>>>>

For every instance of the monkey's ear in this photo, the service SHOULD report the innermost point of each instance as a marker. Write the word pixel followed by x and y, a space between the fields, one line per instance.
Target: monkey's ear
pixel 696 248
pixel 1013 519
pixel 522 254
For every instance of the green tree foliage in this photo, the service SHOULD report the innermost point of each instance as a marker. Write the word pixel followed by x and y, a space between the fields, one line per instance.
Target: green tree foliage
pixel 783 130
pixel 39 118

<<<<

◆ WORK TASK ◆
Transcribe the data above exactly as it reads.

◆ ANSWER ◆
For every instance of the monkey's ear in this photo, the service SHOULD report the innermost point of each instance as a marker. Write the word pixel followed by x and y, a space between the fields, one line per instance.
Target: monkey's ear
pixel 696 248
pixel 1013 519
pixel 522 254
For every instance of the green tree foliage in this photo, the service SHOULD report the innermost point of each instance as a marker. Write the word pixel followed by x and y, a space between the fields, one line per instance.
Target: green tree foliage
pixel 783 130
pixel 39 118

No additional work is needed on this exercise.